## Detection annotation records
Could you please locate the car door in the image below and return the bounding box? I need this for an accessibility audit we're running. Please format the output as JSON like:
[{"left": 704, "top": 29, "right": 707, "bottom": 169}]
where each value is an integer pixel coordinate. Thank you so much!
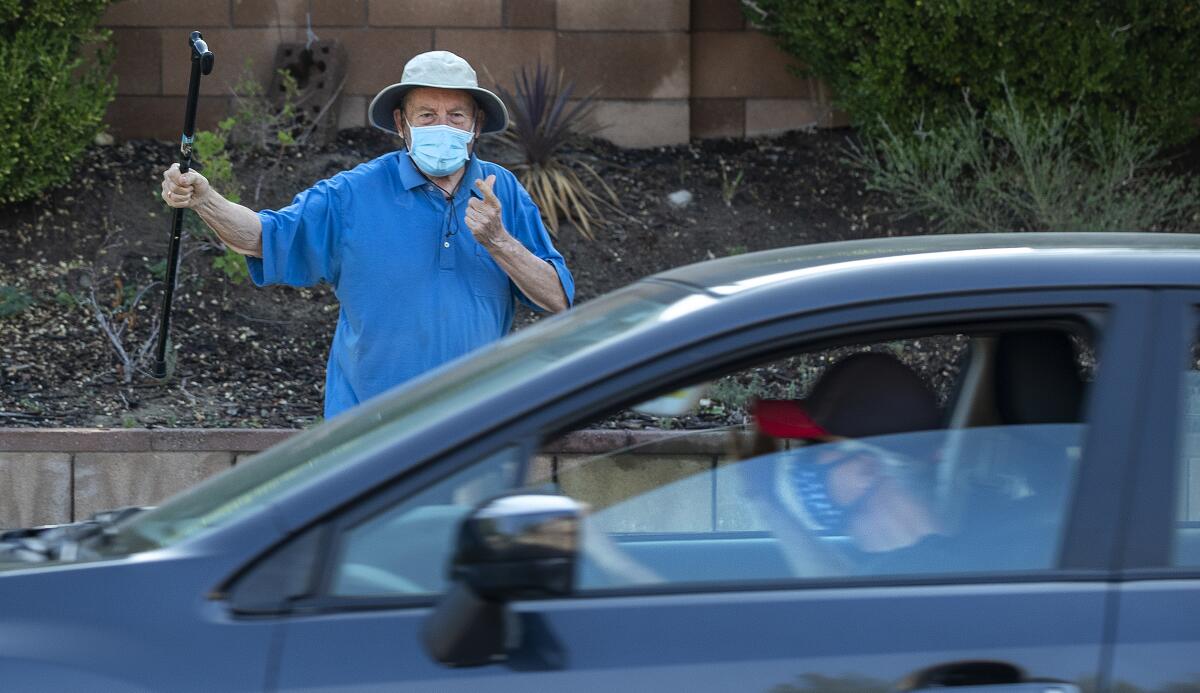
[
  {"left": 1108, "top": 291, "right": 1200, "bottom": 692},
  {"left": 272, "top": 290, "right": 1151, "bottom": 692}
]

==

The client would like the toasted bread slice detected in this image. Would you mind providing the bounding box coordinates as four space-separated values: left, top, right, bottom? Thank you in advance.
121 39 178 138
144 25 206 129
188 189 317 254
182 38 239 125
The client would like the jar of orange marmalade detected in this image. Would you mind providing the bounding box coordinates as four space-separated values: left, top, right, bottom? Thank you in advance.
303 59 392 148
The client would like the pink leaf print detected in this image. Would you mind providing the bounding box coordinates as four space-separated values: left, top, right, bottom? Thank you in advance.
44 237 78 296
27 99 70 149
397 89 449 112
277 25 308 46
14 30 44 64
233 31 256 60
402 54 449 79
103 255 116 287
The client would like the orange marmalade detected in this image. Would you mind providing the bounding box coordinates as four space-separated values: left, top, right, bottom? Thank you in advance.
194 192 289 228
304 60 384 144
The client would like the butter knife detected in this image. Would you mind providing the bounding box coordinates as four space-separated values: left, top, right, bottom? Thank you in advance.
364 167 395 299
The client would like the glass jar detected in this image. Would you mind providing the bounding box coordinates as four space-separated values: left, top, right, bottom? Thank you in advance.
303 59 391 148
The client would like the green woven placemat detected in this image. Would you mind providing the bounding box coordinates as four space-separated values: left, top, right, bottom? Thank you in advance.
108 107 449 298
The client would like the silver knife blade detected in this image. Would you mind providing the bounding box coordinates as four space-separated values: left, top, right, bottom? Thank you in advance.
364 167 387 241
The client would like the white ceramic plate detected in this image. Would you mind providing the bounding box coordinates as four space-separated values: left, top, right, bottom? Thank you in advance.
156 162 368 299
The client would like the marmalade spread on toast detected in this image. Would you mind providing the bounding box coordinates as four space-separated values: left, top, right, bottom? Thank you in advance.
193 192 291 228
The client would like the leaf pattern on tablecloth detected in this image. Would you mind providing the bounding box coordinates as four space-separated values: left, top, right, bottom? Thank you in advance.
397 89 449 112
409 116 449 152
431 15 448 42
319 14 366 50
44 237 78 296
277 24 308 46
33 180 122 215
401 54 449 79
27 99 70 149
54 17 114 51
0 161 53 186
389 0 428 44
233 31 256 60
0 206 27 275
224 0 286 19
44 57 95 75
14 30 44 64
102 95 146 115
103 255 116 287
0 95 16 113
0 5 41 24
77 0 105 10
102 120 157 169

## Task brief
Can you lay out the lines from the line with "The client would like the glass" to the line with "102 120 157 169", both included, as a numbered list with blank lines omitted?

## Output of the task
1. The client would like the glass jar detected in this image. Would you mind providing the bounding box coordinates as four space-separated values: left, top, right, bottom? Thank you in advance.
2. 303 59 391 148
3. The client would like the green woven placemat detected in this image. Would you mind providing the bounding box coordinates as four space-separated values: left, top, right, bottom? Thank you in advance.
4. 108 107 449 298
5. The client would like the silver knife blade detected in this image. Would you mind providing the bounding box coordinates as four space-separated values: left, top, right, bottom? Thank you in advance.
6. 364 167 387 241
7. The client would like the white ceramic plate detected in this image. Would you mind providing the bounding box coordinates as four space-separated values: left, top, right, bottom? Thank you in advance.
8. 156 162 368 299
9. The client would like the marmalade spread on toast detected in this image. Would you mind providing the bounding box coordinates as four space-separated values: left, top, right, bottom? Thank you in advance.
10. 193 192 291 228
11. The client would like the leaf pattern on tablecloth detected in this image. Would you mind providing the bounding box coordinates as four space-separated values: left, top, right, bottom? Thank you in advance.
12. 397 89 449 112
13. 409 116 449 152
14. 431 15 448 42
15. 319 14 366 50
16. 44 237 78 296
17. 277 24 308 46
18. 33 180 122 215
19. 401 54 449 79
20. 27 99 70 149
21. 54 17 114 51
22. 0 161 53 186
23. 389 0 428 44
24. 233 31 256 60
25. 0 206 27 275
26. 224 0 286 19
27. 44 57 95 75
28. 14 30 44 64
29. 102 95 146 115
30. 103 255 116 287
31. 0 95 16 113
32. 0 5 41 24
33. 77 0 105 10
34. 102 120 157 169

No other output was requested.